• Goal:
Rewrite the data below, swapping "Target phrase" for "Query" everywhere and leaving everything else as it is. Leave the pictures out of your answer.

------

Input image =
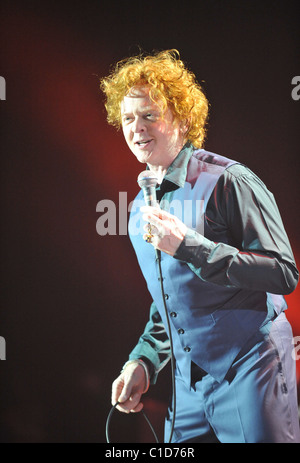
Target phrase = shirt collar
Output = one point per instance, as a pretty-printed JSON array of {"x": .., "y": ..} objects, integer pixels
[{"x": 177, "y": 171}]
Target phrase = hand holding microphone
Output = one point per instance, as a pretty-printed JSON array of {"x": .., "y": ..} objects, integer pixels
[{"x": 163, "y": 230}]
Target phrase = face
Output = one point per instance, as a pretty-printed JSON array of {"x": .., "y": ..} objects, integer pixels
[{"x": 154, "y": 139}]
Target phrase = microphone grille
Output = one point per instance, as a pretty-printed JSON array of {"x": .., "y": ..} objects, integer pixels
[{"x": 147, "y": 178}]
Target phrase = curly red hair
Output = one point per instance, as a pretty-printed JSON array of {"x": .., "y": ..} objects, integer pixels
[{"x": 171, "y": 85}]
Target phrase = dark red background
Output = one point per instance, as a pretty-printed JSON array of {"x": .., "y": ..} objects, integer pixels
[{"x": 73, "y": 302}]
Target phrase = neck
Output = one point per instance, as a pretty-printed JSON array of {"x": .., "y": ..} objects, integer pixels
[{"x": 160, "y": 172}]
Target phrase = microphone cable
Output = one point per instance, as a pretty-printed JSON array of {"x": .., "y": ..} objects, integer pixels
[{"x": 158, "y": 260}]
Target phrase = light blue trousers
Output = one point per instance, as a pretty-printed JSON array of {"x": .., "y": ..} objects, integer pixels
[{"x": 256, "y": 403}]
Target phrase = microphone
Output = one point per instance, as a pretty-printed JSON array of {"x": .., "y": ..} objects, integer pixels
[{"x": 147, "y": 181}]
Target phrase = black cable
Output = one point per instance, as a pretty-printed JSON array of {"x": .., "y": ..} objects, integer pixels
[
  {"x": 158, "y": 260},
  {"x": 109, "y": 419}
]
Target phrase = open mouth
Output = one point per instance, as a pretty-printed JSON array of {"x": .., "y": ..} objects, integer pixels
[{"x": 143, "y": 143}]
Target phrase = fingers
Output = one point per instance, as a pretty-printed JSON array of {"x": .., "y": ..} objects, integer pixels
[{"x": 128, "y": 389}]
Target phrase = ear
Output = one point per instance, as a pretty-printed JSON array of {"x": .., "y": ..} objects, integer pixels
[{"x": 184, "y": 126}]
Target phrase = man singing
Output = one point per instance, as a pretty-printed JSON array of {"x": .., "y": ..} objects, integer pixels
[{"x": 224, "y": 270}]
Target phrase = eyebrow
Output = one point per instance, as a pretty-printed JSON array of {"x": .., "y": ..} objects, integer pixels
[{"x": 146, "y": 109}]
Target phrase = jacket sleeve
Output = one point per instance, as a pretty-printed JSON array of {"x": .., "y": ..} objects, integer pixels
[
  {"x": 259, "y": 256},
  {"x": 154, "y": 345}
]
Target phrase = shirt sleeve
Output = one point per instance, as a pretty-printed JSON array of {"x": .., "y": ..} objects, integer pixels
[
  {"x": 154, "y": 345},
  {"x": 258, "y": 256}
]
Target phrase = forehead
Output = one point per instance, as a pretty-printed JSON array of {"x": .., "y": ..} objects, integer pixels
[{"x": 138, "y": 99}]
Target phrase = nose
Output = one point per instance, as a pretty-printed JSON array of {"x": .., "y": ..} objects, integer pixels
[{"x": 138, "y": 125}]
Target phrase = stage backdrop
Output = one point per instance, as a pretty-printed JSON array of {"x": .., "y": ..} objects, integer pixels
[{"x": 73, "y": 303}]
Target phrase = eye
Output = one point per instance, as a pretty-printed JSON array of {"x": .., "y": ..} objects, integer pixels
[
  {"x": 127, "y": 119},
  {"x": 151, "y": 116}
]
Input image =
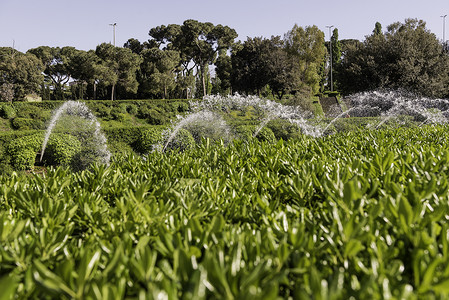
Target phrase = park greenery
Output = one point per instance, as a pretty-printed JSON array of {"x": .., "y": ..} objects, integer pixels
[
  {"x": 199, "y": 58},
  {"x": 241, "y": 211},
  {"x": 360, "y": 214}
]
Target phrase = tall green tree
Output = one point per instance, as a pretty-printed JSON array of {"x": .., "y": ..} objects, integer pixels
[
  {"x": 377, "y": 29},
  {"x": 336, "y": 57},
  {"x": 57, "y": 66},
  {"x": 20, "y": 73},
  {"x": 159, "y": 68},
  {"x": 250, "y": 65},
  {"x": 198, "y": 43},
  {"x": 307, "y": 45},
  {"x": 119, "y": 66},
  {"x": 407, "y": 56}
]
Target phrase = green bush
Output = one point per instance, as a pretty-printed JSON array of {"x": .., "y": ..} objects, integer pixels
[
  {"x": 182, "y": 141},
  {"x": 25, "y": 124},
  {"x": 244, "y": 132},
  {"x": 148, "y": 139},
  {"x": 61, "y": 148},
  {"x": 7, "y": 111},
  {"x": 118, "y": 114},
  {"x": 265, "y": 134},
  {"x": 156, "y": 118},
  {"x": 132, "y": 109},
  {"x": 32, "y": 112},
  {"x": 23, "y": 150},
  {"x": 283, "y": 129},
  {"x": 102, "y": 111}
]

------

• Exercise response:
Input image =
Query = shirt collar
Output = one point per instance, as a pretty-printed JSON array of {"x": .., "y": ..} objects, integer pixels
[{"x": 177, "y": 171}]
Query = hand holding microphone
Output = one point per instance, as a pretty-printed JSON array of {"x": .., "y": ..} objects, integer pixels
[{"x": 163, "y": 230}]
Query = face
Output = one point per instance, as a pretty-printed JSON array of {"x": .., "y": ..} objects, integer pixels
[{"x": 154, "y": 139}]
Query = microphone grille
Output = one point per instance, as a pretty-printed JSON array of {"x": .., "y": ..} objects, integer pixels
[{"x": 147, "y": 178}]
Query = curly red hair
Output = one point per instance, as a pretty-printed JSON array of {"x": .., "y": ..} objects, integer pixels
[{"x": 171, "y": 85}]
Query = dark red background
Output = one point per instance, as a pretty-printed JSON array of {"x": .., "y": ..} objects, integer pixels
[{"x": 73, "y": 302}]
Query = neck
Output = one point per instance, as a pretty-printed JSON array of {"x": .., "y": ..} objects, integer pixels
[{"x": 160, "y": 172}]
Query = microphone cable
Output = one point per instance, as a pretty-printed JSON array of {"x": .., "y": ..} objects, integer pixels
[{"x": 158, "y": 260}]
Query = light blue trousers
Output = one point per instance, as a pretty-printed JSON array of {"x": .., "y": ..} objects, integer pixels
[{"x": 256, "y": 403}]
Query = microphone
Output = one point per instance, as a pretty-printed JSON array of {"x": .., "y": ..} objects, integer pixels
[{"x": 147, "y": 181}]
Query = black cable
Output = one point per instance, as a pretty-printed JSON array of {"x": .., "y": ..} objects, integer pixels
[
  {"x": 158, "y": 260},
  {"x": 109, "y": 419}
]
Query = open mouth
Output = one point per instance, as a pretty-printed JSON array of {"x": .., "y": ..} objects, integer pixels
[{"x": 143, "y": 143}]
Query = fingers
Output = one point per instance, as a pretty-printed JSON array of {"x": .., "y": ..} objects, integer pixels
[{"x": 128, "y": 389}]
Query = ear
Output = one point per instance, as a pretty-printed JSON array of {"x": .., "y": ..} objects, integer pixels
[{"x": 184, "y": 126}]
Query = man singing
Output = one point per instance, as a pretty-printed JSON array of {"x": .., "y": ..} objects, integer pixels
[{"x": 224, "y": 270}]
Query = eyebrow
Output = one point per instance, as a pretty-printed JSON array of {"x": .., "y": ..} objects, integer pixels
[{"x": 146, "y": 109}]
Query = jacket sleeve
Output = one point per instance, as a pretty-printed JSON array of {"x": .., "y": ..} objects, integer pixels
[
  {"x": 259, "y": 256},
  {"x": 154, "y": 345}
]
Query = shirt sleeve
Output = one point per instance, as a pretty-printed JSON array of {"x": .., "y": ..} objects, integer pixels
[
  {"x": 154, "y": 345},
  {"x": 258, "y": 256}
]
Query = forehead
Output = one point per instance, as a pretty-printed JSON array of {"x": .., "y": ..} objects, integer pixels
[{"x": 138, "y": 99}]
Query = nose
Output = one point per instance, as a pretty-printed JSON array of {"x": .., "y": ..} objects, integer pixels
[{"x": 138, "y": 125}]
Query = stage backdrop
Output = one point per instance, as a pretty-printed JSON array of {"x": .., "y": ..} objects, integer pixels
[{"x": 73, "y": 303}]
Query = eye
Output = one point per instance, as a pretty-printed JSON array of {"x": .., "y": ..} objects, integer pixels
[
  {"x": 127, "y": 119},
  {"x": 151, "y": 116}
]
Input image =
Query = park greenery
Output = one point per instance, as a pretty-printed JSON array of {"x": .., "y": ..} objects, integer pixels
[
  {"x": 199, "y": 58},
  {"x": 241, "y": 211},
  {"x": 360, "y": 214}
]
Query = tall green tree
Output = one point per instance, as a pretty-printed JSON array of {"x": .., "y": ..} objects, integer pixels
[
  {"x": 377, "y": 29},
  {"x": 336, "y": 57},
  {"x": 57, "y": 66},
  {"x": 20, "y": 73},
  {"x": 159, "y": 68},
  {"x": 250, "y": 65},
  {"x": 198, "y": 43},
  {"x": 307, "y": 45},
  {"x": 119, "y": 66},
  {"x": 407, "y": 56}
]
Query = green bush
Output = one point per instance, as a pretty-printed JSON array of {"x": .., "y": ..} objects, integer pixels
[
  {"x": 182, "y": 141},
  {"x": 25, "y": 124},
  {"x": 244, "y": 132},
  {"x": 148, "y": 139},
  {"x": 61, "y": 148},
  {"x": 7, "y": 111},
  {"x": 118, "y": 114},
  {"x": 265, "y": 134},
  {"x": 156, "y": 118},
  {"x": 132, "y": 109},
  {"x": 32, "y": 112},
  {"x": 23, "y": 150},
  {"x": 283, "y": 129},
  {"x": 102, "y": 111}
]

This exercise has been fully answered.